── Document excerpt ──
“Sergeant Buzfuz began by saying, that never, in the whole course of his professional experience—never, from the very first moment of his applying himself to the study and practice of the law—had he approached a case with feelings of such deep emotion, or with such a heavy sense of the responsibility imposed upon him…”
– Charles Dickens,
The Pickwick Papers
During the course of producing their report on net neutrality—the report itself was released last month—the special committee constituted by the department of telecommunications (DoT) must have felt very much like Sergeant Buzfuz did during the trial that the jury eventually decided in his favour in Dickens’ timeless classic.
The emotional outburst on the internet in support of net neutrality grew to a crescendo following the publication of a consultation paper of the Telecom Regulatory Authority of India (Trai) on a ‘Regulatory Framework for Over-the-Top services’ that not so covertly questioned the immediate merit of introducing net neutrality in India.
Not only was the paper a departure from the cogently argued and well-articulated pieces that one had become used to Trai producing in the recent past, there was also much whispering that the regulator had, in this instance, been captured by private interests. There were over a million e-mails from internet users sent to Trai (a sizeable number of these courtesy “savetheinternet.in”) exhorting legislation in favour of absolute net neutrality.
In ordinary circumstances, the consultation paper would have ultimately led to recommendations from Trai for consideration of the DoT. Why that process was not allowed to be played out, one can only guess, but it must have been largely driven by the outburst in favour of absolute net neutrality and against Trai’s effort. In that sense, Trai lost an opportunity to establish itself on the regulatory firmament at time when disagreements between Trai and the DoT are commonplace. We have written about this conflict in a piece in these very columns (Telecom’s cross-connections, February 24, bit.ly/1JNOakM) and thus that aspect need not detain us here. Whatever the reasons, the DoT saw it fit to create a committee on net neutrality, signalling dissatisfaction with Trai’s consultation paper and simultaneously conferring on the committee the responsibility to produce a document that would form the basis of policy formulation that normally should have been the remit of the regulator.
───
- _Written request 1_: List every title of a written work that the net neutrality commentary names.
- _Written request 2_: Render this sentence from the net neutrality commentary in Spanish: "There were over a million e-mails from internet users sent to Trai (a sizeable number of these courtesy “savetheinternet.in”) exhorting legislation in favour of absolute net neutrality."
- _Written request 3_: Resume the net neutrality commentary from the point where it stops.
Nothing here depends on the rows that come after this.
── Extracted entries ──
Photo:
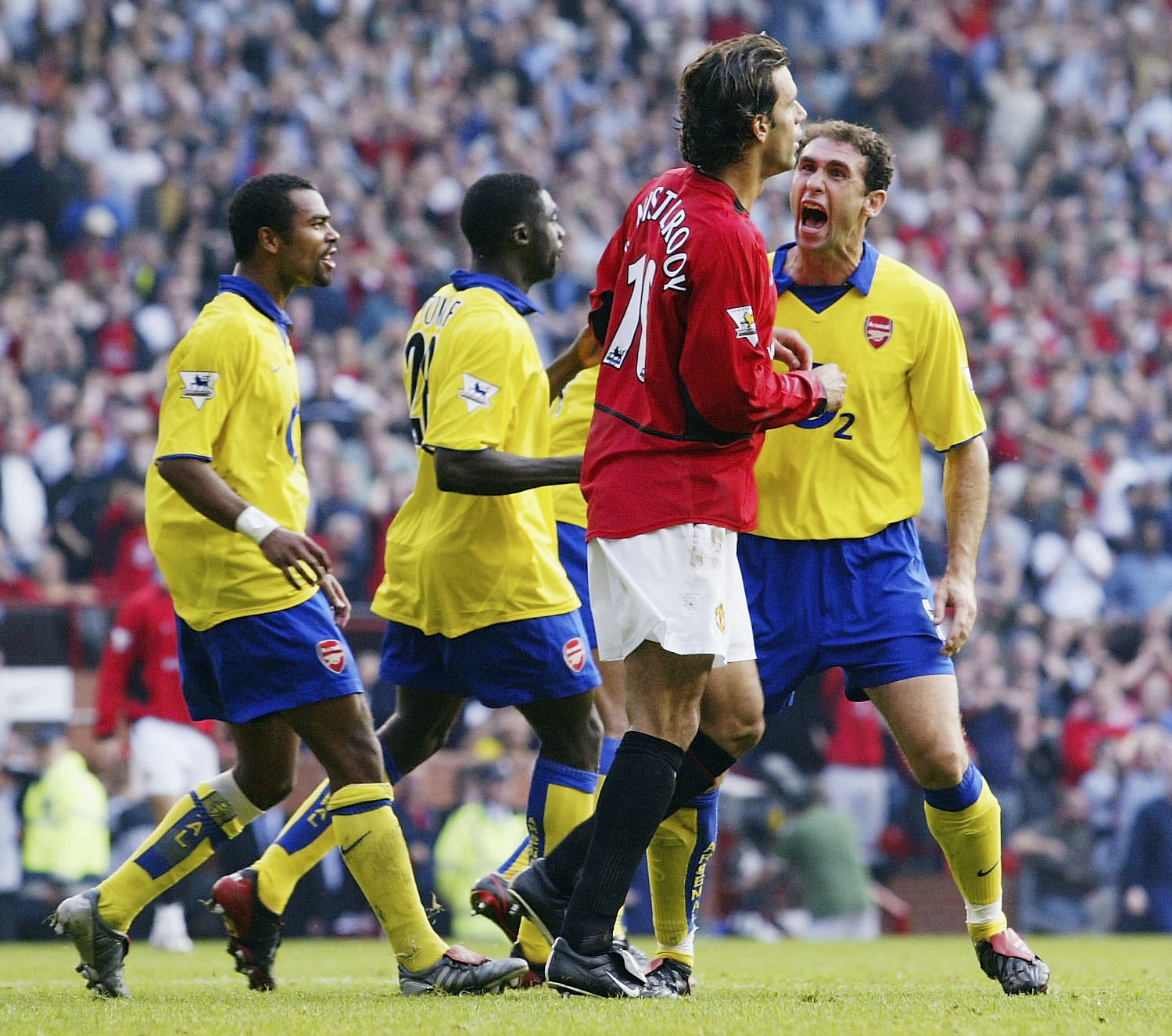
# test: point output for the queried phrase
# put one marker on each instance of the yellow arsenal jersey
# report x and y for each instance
(475, 380)
(852, 472)
(232, 400)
───
- _Reply 1_:
- The Pickwick Papers
- Regulatory Framework for Over-the-Top services
- Telecom's cross-connections

- _Reply 2_: Hubo más de un millón de correos electrónicos de usuarios de internet enviados a la Trai (un número considerable de ellos cortesía de “savetheinternet.in”) que exhortaban a legislar a favor de una neutralidad de la red absoluta.

- _Reply 3_:
Unlike Sergeant Buzfuz though, the Committee has been unable to convince the jury. Admittedly, the responsibility was immense and the task knotty at best. And we believe that net neutrality is an idea that must be spoken to a little before it will explain itself. For example, it took several argumentative years in the US before being legally adopted. Emotions notwithstanding, the responsibility for crafting a template for India’s much anticipated digital future must have weighed on the committee. In the process, they have sidestepped a few lessons from India’s litigious telecom history. For example, in trying to achieve the difficult and delicate balance between promoting both innovation and investment, the committee recommends an incremental charge for domestic VoIP calls (made using Viber, Skype, WhatsApp) while excluding international VoIP traffic from a similar burden. The rationale is that unlicensed over-the-top (OTT) applications that bypass the existing regulatory regime distort the playing field between telecom service providers (telcos) and OTT providers adversely affecting telcos’ incentive to invest in infrastructure. After all, smartphone users can make calls at one-thirteenth the price charged by telcos for voice services using one of the ‘disruptive’ apps. Two comments are in order here. One, if this is true for domestic calls, it ought to be true for international calling as well. And two, how will we monitor and enforce this artificial separation when technology remains a few steps ahead of regulation and policy. Who can forget the episode of a service provider passing off international calls as domestic traffic in mid-2000s when the former attracted an additional charge of Rs 4.75 per minute in the form of an access deficit charge? Regulatory arbitrage emerged as an undesirable byproduct.
There is no doubt that there is an ‘unavoidable vagueness’ in the idea of net neutrality. How it ends up being defined and applied will depend on the local context, a fact that the committee has emphasised and endorsed. India’s truth is that we are on the cusp of a data revolution that will overwhelmingly be driven by mobile networks, the foundation of Digital India. But while the committee comments on the need to prevent “gate-keeping” (it differentiates between “zero-rating” plans such as free internet coupons that allow free access and plans that limit access to content), the recommendations stop short of a clear response on the very subject that resulted in net neutrality becoming heated in India in the first place. Instead, all tariff plans (including “zero-rating” plans) are recommended to be addressed by ex-ante and ex-post regulation by Trai, kicking the can down the road.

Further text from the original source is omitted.